** start Excerpt to read **

VHS is on the way out, or so they tell me. A little while back I unearthed the family's collection of old tape recordings, and have been digitizing everything in an effort to preserve all the old youth sports games and embarassing birthday parties. There's no way I'm going to let my brother forget those. It's a lot of video, and that takes up quite a bit of space. Between that, HD videos recorded more recently, Postgres test databases and source datasets, server backups, and so on, the 3TB of space on my local file server was quickly running out.

I know, right? My first hard drive was 40MB, in two 20MB partitions. And we were glad for that space!

Back in the present, now it was time to add another hard drive. This (otherwise) tiny rooted plug server contained two 3TB USB hard drives in a RAID-1 configuration through the Linux md module. On top of that is lvm. lvm itself could have been used for the RAID-1, but has the disadvantage of not being able to optimize multiple reads, whereas md can allow both disks in the mirror serve different reads at the same time.

** end Excerpt to read **

__Job 1__
Locate each line in the listing below that contains the string "pink", matching case exactly, and copy every such line.

** start Data section **

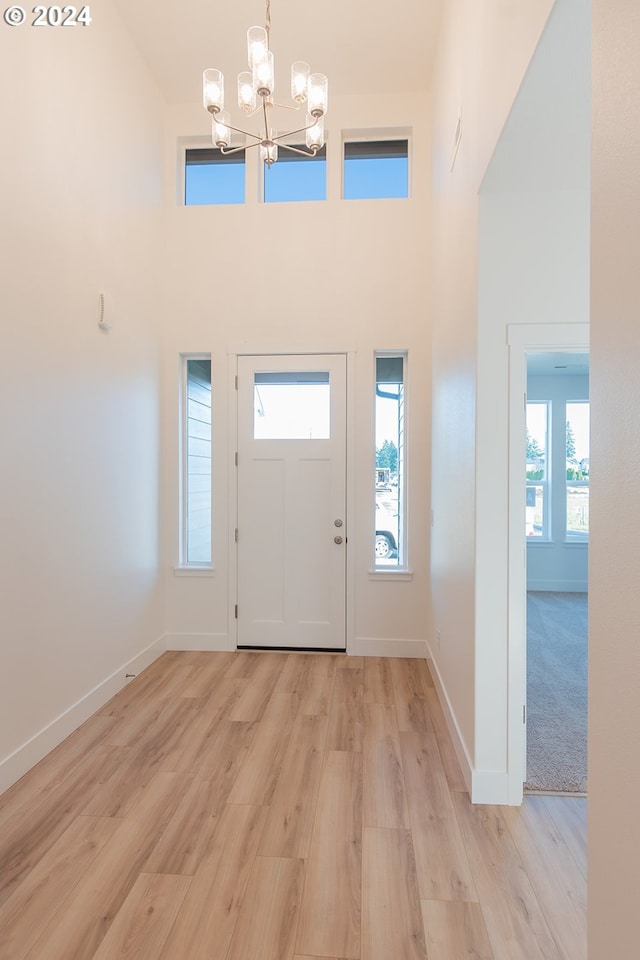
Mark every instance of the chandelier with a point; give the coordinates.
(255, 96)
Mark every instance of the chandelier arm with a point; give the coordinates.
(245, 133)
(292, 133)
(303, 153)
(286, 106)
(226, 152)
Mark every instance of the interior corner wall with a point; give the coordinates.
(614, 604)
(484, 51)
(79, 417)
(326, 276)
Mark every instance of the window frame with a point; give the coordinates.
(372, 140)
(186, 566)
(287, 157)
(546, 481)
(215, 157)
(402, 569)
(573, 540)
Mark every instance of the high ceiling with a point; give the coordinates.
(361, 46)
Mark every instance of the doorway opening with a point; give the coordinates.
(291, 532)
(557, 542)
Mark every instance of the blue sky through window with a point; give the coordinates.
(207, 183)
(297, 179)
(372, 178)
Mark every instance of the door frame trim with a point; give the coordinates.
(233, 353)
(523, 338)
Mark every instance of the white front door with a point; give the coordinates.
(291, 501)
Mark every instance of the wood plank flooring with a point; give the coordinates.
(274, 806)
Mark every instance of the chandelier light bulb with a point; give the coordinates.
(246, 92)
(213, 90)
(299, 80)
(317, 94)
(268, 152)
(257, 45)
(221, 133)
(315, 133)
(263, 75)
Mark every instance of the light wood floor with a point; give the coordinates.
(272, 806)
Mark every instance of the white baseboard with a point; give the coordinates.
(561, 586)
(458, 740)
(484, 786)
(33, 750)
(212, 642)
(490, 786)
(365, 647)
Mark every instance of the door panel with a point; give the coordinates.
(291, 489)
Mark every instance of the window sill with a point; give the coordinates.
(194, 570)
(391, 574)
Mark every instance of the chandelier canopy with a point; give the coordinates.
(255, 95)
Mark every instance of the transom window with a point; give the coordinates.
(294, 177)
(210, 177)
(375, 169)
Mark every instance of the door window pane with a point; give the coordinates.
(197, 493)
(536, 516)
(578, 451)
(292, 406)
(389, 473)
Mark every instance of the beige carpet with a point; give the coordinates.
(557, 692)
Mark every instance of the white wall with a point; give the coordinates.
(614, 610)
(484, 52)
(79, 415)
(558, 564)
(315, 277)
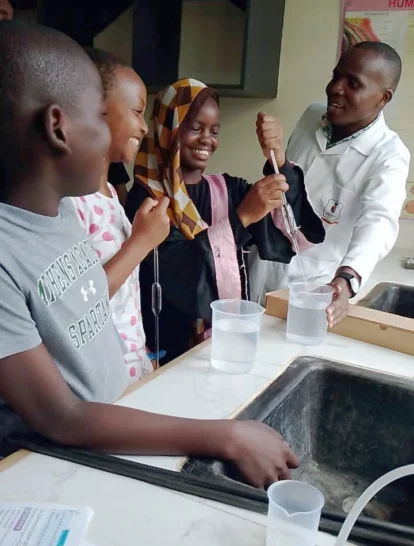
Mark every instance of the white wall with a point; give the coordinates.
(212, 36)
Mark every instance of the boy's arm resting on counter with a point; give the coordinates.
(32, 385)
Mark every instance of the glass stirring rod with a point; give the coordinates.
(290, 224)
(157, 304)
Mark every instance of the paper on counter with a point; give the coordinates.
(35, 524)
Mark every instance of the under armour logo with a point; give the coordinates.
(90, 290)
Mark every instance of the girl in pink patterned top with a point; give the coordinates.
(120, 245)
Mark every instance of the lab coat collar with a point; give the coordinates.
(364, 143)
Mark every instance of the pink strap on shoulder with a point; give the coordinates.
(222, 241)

** end Data section **

__Job 2__
From the file server passage, set down the words starting with "Back in the" and going on through "the same time.".

__Answer 1__
Mark every instance of the girl in pink patterned top with a point; give the coordinates.
Mark every instance of the pink strap on shoulder with a point; give the coordinates.

__Answer 2__
Back in the present, now it was time to add another hard drive. This (otherwise) tiny rooted plug server contained two 3TB USB hard drives in a RAID-1 configuration through the Linux md module. On top of that is lvm. lvm itself could have been used for the RAID-1, but has the disadvantage of not being able to optimize multiple reads, whereas md can allow both disks in the mirror serve different reads at the same time.